(Referring expression data)
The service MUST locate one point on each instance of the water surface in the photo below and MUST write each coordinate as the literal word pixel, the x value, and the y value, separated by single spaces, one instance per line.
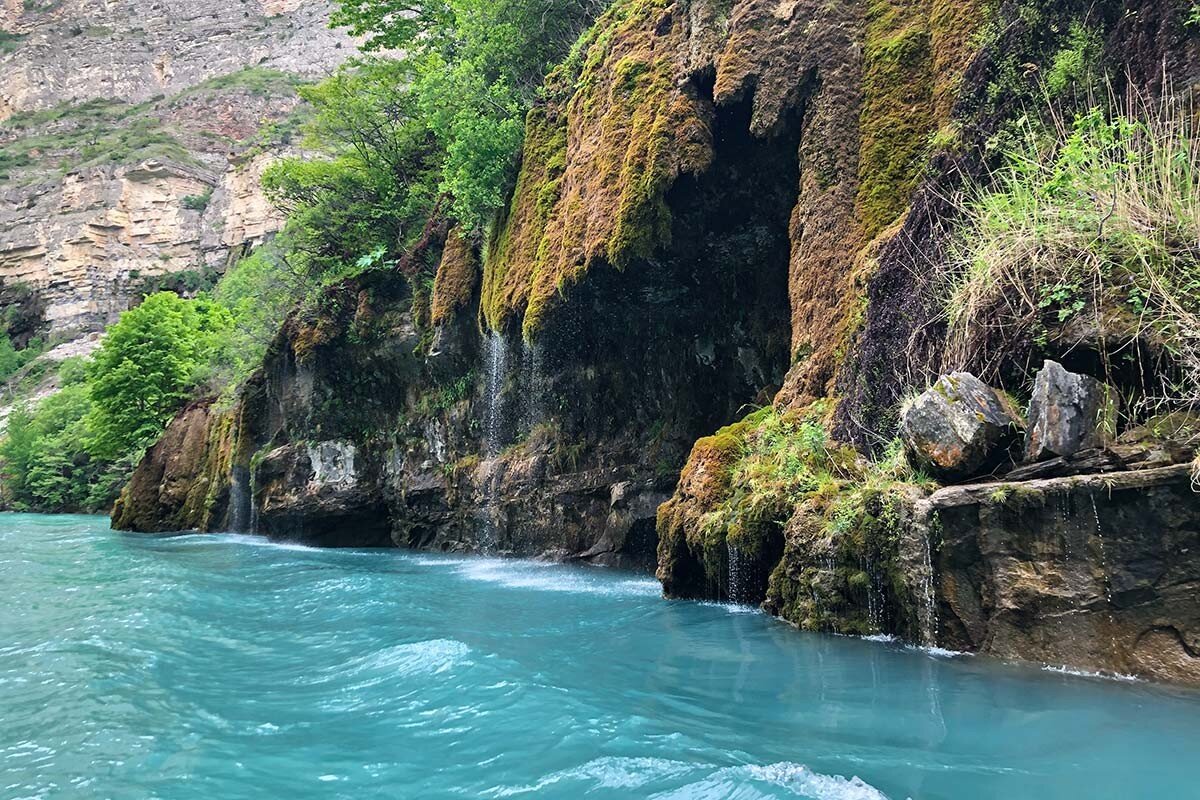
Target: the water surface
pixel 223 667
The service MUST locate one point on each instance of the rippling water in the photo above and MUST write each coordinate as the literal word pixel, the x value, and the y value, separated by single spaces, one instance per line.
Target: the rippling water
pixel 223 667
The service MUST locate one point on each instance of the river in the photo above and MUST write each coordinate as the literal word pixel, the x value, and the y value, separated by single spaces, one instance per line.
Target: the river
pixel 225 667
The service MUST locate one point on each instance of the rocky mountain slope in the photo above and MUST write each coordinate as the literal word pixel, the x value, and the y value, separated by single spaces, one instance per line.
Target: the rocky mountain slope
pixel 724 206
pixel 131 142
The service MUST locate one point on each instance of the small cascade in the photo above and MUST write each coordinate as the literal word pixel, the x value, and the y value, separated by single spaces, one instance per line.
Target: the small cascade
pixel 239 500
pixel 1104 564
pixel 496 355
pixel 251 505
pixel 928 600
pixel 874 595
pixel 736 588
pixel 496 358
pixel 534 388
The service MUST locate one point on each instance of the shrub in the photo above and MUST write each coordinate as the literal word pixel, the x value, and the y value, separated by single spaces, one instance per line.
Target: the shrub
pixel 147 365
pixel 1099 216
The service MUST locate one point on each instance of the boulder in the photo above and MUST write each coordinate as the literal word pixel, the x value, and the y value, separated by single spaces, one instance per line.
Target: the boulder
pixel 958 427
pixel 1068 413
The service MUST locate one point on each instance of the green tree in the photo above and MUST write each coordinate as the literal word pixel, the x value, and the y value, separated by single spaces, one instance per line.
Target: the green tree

...

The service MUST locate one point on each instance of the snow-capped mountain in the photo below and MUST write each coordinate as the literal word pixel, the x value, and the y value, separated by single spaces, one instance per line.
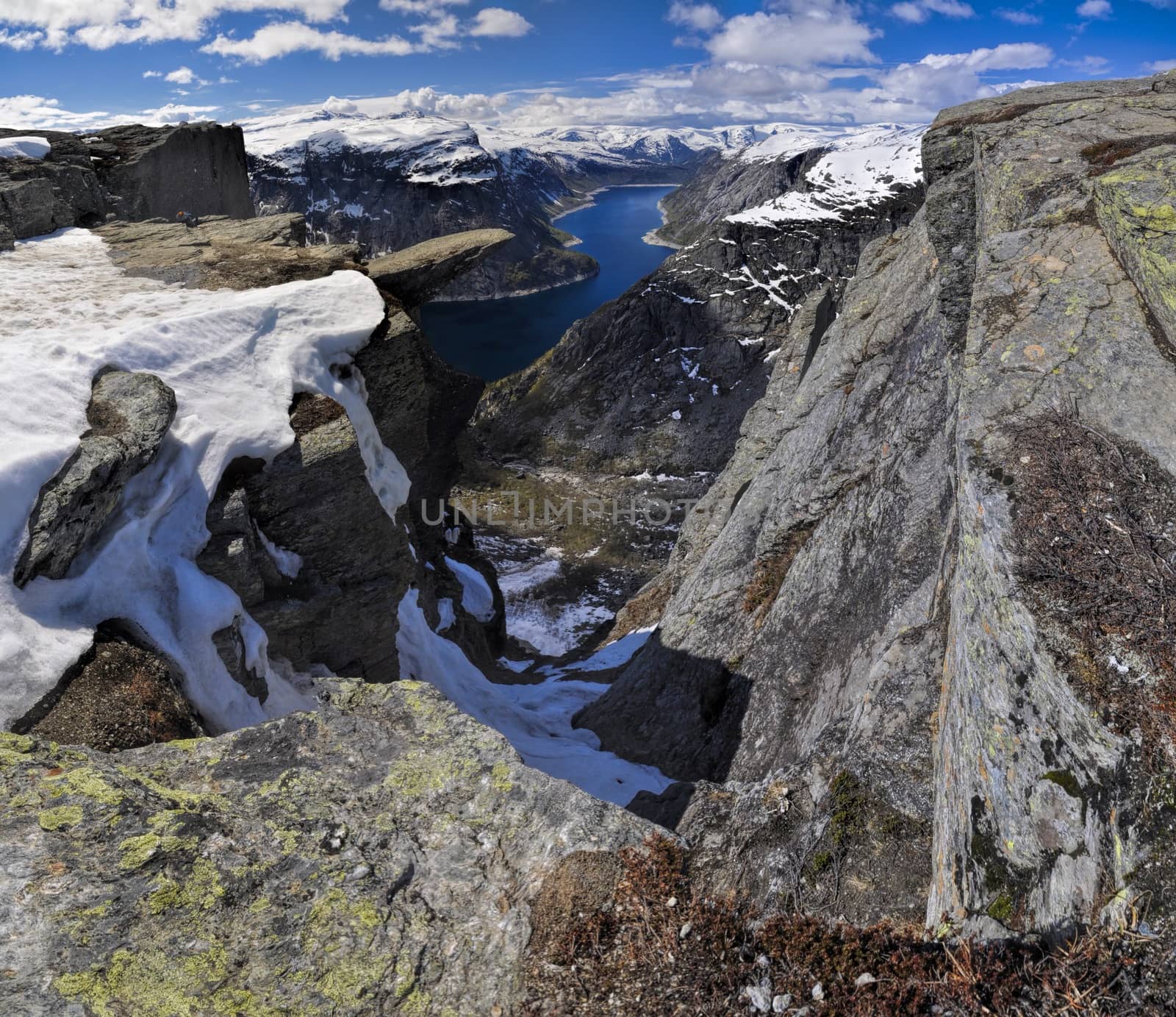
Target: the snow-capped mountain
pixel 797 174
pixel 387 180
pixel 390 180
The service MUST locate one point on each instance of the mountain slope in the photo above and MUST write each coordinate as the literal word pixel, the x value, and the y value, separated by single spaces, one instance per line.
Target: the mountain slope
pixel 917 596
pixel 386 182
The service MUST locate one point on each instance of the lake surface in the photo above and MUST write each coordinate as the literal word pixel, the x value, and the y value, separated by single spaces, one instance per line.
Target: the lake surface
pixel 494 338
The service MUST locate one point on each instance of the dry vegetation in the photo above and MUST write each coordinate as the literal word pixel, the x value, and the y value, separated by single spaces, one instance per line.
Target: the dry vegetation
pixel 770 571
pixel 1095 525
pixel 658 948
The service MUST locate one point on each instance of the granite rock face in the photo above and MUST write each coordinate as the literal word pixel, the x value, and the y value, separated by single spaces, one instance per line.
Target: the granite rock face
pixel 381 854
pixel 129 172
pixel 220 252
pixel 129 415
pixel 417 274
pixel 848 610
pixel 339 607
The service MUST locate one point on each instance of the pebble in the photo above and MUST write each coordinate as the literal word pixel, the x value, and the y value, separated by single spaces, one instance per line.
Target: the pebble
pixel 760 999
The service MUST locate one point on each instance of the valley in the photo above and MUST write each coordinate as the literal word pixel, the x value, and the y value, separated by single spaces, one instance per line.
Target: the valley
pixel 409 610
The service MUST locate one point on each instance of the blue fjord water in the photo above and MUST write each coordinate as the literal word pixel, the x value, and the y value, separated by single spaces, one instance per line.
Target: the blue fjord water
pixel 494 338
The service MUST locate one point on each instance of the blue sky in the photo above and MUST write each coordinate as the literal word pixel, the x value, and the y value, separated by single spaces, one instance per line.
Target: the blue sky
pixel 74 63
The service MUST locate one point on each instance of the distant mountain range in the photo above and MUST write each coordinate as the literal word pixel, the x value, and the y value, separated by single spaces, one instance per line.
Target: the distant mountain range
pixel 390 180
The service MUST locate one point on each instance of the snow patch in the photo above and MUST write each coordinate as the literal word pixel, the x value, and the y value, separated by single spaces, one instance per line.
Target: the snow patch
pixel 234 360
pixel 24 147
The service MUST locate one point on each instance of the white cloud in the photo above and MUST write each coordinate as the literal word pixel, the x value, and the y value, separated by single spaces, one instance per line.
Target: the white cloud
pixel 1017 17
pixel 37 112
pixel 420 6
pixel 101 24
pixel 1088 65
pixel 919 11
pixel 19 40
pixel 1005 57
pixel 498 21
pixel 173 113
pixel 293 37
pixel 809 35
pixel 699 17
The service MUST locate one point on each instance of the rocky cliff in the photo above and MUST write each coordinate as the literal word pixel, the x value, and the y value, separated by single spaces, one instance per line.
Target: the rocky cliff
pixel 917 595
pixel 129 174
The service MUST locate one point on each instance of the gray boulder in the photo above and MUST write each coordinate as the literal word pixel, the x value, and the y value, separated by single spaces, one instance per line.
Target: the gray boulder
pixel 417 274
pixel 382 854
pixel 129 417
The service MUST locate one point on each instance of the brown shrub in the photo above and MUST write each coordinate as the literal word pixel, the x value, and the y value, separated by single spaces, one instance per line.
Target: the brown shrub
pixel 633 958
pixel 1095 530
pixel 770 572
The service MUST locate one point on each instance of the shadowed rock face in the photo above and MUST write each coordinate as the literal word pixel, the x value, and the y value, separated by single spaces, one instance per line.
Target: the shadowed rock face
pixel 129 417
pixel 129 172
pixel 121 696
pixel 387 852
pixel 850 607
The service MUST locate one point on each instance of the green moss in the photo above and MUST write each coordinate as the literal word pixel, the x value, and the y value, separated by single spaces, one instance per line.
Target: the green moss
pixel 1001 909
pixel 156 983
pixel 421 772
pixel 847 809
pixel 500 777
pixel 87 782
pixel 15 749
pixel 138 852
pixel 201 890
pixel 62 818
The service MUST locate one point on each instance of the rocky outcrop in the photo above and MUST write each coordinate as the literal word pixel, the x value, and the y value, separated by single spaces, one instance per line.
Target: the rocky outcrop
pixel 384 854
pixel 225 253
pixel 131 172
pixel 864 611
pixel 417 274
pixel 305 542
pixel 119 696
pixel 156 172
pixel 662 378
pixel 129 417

• **What you will do**
Provide the number of lines in the preceding entries that include the string "below", with no other words.

• **Answer space**
2